## Exercise aim
Say how many lines below contain the word "foliage". The number is the entire reply.

## Natural-language object grounding data
------------------------

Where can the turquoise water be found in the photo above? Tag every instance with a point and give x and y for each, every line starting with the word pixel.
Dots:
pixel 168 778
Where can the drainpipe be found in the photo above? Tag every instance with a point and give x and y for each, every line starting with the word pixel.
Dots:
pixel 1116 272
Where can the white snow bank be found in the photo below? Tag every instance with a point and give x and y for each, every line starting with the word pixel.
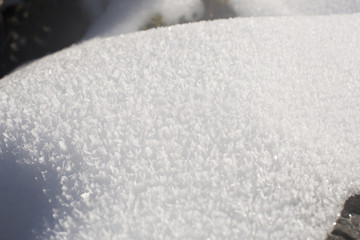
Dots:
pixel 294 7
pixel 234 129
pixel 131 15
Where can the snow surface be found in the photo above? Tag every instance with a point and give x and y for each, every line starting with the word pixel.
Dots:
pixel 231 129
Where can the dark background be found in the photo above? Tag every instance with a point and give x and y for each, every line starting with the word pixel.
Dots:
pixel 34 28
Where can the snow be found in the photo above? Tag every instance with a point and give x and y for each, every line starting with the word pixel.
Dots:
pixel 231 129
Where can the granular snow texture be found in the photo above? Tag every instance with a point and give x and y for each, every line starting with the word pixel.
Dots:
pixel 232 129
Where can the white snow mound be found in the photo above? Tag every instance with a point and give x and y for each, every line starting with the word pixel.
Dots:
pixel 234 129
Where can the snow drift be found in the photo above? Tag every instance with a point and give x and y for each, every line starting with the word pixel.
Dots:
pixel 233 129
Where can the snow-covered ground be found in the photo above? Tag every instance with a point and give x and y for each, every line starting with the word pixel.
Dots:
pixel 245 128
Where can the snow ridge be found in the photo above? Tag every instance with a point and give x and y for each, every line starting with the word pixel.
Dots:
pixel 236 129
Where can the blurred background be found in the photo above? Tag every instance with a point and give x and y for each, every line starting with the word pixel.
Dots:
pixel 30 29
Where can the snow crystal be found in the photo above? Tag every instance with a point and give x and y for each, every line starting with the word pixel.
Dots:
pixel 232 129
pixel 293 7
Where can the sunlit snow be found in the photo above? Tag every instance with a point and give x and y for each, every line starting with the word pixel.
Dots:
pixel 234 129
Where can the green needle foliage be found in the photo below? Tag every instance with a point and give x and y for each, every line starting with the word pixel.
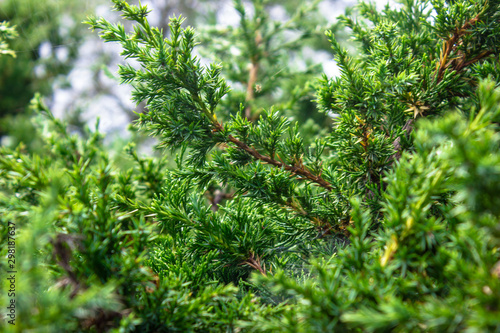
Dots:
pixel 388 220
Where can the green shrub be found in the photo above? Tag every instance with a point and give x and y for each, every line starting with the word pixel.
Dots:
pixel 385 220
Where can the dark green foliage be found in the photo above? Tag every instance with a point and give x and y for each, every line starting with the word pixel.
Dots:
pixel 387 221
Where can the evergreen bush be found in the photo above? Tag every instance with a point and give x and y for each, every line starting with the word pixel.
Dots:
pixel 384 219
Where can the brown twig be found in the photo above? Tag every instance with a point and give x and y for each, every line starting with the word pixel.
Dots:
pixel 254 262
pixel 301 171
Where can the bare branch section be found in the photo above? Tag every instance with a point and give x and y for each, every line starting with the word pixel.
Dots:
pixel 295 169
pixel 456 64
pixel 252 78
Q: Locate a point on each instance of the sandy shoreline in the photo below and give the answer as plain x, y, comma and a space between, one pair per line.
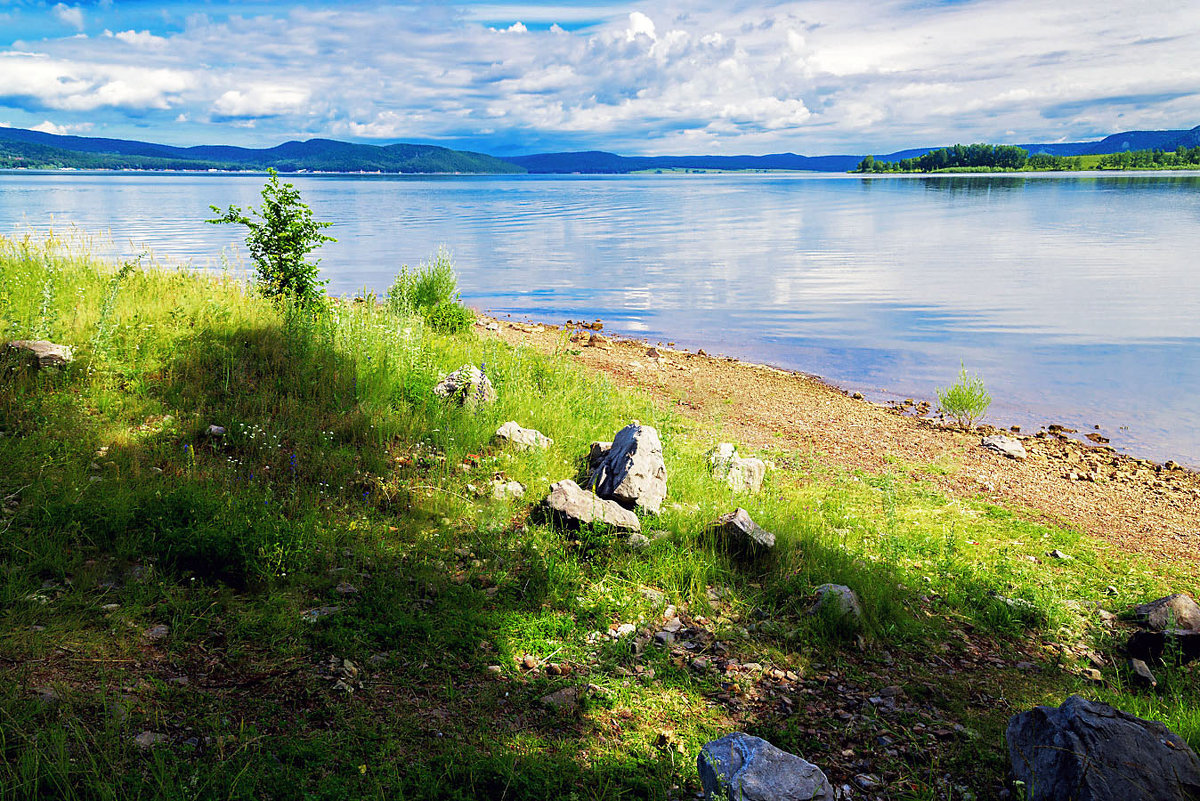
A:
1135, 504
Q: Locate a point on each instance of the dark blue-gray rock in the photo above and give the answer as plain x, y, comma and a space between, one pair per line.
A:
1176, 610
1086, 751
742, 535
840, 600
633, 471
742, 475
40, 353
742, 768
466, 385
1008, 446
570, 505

------------------------

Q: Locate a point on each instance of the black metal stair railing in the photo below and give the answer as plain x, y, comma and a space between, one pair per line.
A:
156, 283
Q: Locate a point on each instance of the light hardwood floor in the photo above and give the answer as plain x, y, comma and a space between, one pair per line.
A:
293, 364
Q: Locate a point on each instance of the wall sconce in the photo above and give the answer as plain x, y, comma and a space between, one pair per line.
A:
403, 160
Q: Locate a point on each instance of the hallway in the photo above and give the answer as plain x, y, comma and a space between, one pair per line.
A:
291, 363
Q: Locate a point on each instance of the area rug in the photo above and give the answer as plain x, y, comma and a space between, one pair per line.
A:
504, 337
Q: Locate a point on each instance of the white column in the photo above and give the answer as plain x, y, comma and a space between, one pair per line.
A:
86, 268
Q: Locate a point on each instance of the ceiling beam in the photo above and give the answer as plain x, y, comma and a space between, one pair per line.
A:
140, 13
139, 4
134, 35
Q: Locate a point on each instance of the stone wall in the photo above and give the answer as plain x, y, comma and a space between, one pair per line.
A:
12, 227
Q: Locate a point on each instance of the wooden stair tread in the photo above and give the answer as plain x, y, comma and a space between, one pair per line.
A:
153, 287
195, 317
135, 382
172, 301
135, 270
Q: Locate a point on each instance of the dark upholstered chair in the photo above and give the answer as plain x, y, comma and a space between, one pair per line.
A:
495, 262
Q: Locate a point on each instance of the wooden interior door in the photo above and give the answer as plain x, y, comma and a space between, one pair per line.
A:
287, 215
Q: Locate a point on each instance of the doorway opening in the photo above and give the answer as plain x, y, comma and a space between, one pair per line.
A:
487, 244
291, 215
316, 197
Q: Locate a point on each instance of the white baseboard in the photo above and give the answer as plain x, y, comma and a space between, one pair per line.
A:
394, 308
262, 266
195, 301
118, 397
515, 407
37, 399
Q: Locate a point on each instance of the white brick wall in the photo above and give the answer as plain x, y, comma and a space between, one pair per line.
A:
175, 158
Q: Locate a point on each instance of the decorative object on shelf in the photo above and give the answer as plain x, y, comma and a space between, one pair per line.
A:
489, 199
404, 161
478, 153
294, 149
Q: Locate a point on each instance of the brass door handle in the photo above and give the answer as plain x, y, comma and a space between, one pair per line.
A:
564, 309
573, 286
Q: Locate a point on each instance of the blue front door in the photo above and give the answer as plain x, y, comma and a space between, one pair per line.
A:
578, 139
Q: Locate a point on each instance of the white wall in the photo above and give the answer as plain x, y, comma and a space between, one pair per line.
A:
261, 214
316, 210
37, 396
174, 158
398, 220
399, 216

------------------------

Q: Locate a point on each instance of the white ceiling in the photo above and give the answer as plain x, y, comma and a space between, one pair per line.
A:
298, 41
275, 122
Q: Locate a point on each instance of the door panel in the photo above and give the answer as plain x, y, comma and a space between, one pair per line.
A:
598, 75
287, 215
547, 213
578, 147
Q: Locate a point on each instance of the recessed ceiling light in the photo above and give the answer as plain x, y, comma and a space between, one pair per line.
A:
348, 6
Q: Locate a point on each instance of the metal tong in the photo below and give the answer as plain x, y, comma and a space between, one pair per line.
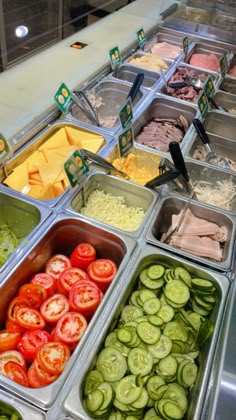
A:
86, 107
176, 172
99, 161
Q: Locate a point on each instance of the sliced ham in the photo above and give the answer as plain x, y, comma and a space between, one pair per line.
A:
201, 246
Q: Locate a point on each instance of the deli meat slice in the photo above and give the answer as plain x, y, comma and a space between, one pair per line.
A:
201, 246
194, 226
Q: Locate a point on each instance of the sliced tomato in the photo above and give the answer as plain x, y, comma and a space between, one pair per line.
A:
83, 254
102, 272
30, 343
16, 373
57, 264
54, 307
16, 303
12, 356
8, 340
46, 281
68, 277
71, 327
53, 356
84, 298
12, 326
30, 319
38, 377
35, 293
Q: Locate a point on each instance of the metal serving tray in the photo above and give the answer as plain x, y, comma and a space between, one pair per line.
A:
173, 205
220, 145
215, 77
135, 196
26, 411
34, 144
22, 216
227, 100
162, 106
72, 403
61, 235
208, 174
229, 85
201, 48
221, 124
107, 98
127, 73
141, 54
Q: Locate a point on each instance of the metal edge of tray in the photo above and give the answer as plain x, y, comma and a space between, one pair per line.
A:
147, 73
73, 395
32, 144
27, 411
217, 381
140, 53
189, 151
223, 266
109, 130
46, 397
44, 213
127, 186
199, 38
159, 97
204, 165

------------------------

## Task response
2